THE DATA

● ● ● ● ● ● ●

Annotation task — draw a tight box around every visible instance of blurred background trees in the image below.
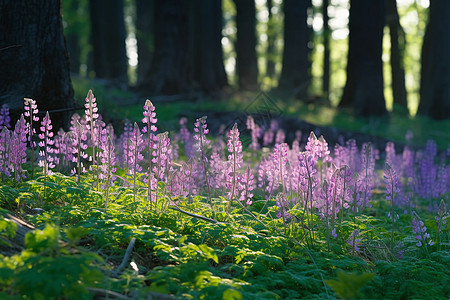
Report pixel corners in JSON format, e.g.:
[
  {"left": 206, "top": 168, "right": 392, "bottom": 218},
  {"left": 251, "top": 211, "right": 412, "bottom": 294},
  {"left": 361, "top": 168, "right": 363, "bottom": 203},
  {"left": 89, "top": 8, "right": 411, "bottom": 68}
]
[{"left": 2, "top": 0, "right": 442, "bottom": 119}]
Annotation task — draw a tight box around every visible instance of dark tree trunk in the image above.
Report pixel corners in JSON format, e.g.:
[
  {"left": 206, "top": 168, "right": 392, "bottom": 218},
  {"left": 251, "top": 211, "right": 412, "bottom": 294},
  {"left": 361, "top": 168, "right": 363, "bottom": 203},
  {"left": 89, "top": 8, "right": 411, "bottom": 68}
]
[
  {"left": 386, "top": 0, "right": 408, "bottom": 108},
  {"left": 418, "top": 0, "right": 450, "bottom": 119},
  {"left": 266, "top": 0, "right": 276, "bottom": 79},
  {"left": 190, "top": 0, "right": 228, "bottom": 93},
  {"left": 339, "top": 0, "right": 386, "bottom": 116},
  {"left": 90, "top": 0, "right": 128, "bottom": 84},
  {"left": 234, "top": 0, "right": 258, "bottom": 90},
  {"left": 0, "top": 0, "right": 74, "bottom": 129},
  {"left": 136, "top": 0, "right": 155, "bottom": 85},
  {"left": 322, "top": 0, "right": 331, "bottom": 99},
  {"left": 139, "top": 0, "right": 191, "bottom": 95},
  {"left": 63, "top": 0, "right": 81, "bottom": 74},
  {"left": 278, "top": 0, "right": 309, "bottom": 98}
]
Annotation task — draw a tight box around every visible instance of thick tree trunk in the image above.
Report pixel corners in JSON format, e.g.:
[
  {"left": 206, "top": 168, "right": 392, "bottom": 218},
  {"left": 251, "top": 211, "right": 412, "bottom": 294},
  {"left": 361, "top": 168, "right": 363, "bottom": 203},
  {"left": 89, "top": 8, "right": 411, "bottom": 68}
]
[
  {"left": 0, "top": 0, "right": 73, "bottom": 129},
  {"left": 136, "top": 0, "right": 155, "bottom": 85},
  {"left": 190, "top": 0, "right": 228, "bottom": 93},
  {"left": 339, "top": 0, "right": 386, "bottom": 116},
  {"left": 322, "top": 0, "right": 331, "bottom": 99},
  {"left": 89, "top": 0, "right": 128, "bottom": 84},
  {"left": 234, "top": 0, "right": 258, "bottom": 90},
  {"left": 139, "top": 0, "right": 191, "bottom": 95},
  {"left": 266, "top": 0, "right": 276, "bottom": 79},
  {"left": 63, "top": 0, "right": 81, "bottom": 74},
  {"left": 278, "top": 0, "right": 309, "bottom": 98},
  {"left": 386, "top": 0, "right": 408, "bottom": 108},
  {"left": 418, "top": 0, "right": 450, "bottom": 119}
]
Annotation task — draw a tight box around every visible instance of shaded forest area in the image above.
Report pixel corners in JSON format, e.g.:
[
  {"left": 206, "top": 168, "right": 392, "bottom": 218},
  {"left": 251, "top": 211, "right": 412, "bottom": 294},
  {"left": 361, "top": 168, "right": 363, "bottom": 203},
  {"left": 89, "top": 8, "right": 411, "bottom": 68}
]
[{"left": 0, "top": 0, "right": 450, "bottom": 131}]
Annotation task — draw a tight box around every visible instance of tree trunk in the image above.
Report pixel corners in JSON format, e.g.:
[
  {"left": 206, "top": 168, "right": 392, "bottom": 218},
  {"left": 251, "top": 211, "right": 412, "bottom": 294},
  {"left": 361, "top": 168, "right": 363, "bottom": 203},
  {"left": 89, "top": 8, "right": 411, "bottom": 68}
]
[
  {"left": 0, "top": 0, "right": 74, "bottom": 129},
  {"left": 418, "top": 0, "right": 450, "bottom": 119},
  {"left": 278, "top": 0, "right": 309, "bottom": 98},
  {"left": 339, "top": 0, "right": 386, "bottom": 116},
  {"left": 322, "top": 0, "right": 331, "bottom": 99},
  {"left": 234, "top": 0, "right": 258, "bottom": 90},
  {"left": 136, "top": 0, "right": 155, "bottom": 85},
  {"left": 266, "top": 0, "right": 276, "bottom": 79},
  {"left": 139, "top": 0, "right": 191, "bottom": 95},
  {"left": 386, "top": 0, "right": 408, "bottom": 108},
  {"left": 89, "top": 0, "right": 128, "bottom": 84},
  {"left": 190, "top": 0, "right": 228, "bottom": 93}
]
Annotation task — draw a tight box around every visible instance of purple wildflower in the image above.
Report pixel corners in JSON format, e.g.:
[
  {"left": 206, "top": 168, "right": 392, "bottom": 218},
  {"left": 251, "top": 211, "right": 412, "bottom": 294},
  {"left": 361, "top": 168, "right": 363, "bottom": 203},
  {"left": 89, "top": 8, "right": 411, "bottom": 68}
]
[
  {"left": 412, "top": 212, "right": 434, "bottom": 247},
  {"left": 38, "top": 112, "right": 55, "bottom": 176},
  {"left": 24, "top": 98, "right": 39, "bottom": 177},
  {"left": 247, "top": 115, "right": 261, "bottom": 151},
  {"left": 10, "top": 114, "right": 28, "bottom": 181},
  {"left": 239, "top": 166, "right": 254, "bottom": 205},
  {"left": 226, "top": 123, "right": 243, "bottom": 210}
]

● ● ● ● ● ● ●

EXERCISE OBJECTIVE
Gather every line of the listing above that contains the word "draw" and list those lines in their original order.

RESULT FOR THIS TASK
Annotation task — draw a tight box around every visible instance of blurred background trees in the image below.
Annotation task — draw a tight box around every visible instance of dark tree trunk in the image above.
Annotation task — draw a tight box around every visible instance of thick tree trunk in the image above.
Annotation task — draw a tight box around every visible instance of shaded forest area in the image above.
Annotation task — draw a tight box around every visible instance of tree trunk in the image above.
Annotation task — draw a tight box around every visible instance of purple wildflower in the image above.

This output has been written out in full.